> What you will do: Reproduce the lines below word for word, leaving every character unchanged.

> Stored data:
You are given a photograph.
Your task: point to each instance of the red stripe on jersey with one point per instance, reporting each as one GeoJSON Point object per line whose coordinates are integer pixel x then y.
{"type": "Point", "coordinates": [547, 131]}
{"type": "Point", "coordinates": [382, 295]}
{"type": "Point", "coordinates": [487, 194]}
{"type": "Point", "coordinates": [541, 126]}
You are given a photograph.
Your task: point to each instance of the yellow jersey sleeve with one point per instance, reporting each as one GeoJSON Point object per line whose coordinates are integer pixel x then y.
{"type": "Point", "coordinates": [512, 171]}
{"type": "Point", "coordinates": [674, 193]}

> Task output:
You are given a photograph.
Your task: point to each instance of the red stripe on jersey with one point per instance, reporting each as one GeoJSON Point object per line whose coordinates are integer pixel x then y.
{"type": "Point", "coordinates": [547, 131]}
{"type": "Point", "coordinates": [382, 295]}
{"type": "Point", "coordinates": [487, 194]}
{"type": "Point", "coordinates": [541, 126]}
You are given a photograph.
Your task: point to each instance of the yellow jersey sleeve with one point per instance, reporting each as one GeoJSON Point object per line whose coordinates are integer pixel x then y.
{"type": "Point", "coordinates": [512, 171]}
{"type": "Point", "coordinates": [674, 193]}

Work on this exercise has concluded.